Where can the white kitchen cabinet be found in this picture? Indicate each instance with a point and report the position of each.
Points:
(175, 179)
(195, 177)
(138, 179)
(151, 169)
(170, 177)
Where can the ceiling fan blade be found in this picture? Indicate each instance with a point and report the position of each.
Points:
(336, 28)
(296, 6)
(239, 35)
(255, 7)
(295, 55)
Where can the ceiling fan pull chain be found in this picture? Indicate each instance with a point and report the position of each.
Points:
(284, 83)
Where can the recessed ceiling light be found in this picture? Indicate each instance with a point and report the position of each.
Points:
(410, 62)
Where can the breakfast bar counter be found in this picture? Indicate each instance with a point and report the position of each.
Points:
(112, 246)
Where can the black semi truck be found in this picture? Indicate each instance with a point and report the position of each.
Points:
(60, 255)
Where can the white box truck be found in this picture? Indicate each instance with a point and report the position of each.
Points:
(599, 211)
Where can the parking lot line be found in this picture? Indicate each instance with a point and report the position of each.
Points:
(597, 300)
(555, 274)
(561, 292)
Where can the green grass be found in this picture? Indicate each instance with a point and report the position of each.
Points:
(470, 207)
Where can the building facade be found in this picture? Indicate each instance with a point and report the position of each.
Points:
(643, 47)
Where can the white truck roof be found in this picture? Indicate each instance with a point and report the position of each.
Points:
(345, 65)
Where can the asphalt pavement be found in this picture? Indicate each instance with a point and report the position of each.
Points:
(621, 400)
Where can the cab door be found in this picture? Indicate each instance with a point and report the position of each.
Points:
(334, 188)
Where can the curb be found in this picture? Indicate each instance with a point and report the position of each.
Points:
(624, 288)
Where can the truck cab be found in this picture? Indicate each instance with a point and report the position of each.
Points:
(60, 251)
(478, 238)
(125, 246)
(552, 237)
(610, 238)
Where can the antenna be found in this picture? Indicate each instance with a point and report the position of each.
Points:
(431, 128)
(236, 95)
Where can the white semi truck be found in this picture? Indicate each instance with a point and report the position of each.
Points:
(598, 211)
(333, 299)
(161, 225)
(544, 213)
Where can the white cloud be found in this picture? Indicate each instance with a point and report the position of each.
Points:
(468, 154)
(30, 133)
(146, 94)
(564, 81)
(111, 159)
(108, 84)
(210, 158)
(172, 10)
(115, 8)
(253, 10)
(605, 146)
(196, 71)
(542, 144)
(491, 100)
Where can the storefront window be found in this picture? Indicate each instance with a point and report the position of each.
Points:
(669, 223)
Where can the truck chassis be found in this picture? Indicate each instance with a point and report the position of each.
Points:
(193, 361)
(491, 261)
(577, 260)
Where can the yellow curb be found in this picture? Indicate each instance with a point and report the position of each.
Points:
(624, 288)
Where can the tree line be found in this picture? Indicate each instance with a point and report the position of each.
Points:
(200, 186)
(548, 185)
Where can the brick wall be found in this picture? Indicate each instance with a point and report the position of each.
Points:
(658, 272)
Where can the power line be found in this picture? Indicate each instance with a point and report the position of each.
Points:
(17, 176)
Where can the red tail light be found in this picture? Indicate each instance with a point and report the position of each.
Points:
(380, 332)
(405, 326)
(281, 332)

■ Work request: Only one thing belongs in the reply: the exact lines of the listing above, from the one with "Where can the brick" through its last line.

■ Task response:
Where can the brick wall be found in this picture? Indicate each instance with a point and report the position of each.
Points:
(658, 272)
Where can the power line be found in this picture? Indicate each instance with a point and report the position of each.
Points:
(17, 176)
Where can the red tail light be found in this picture? Indicate each instance with a point and report the position of each.
Points:
(380, 332)
(405, 326)
(281, 332)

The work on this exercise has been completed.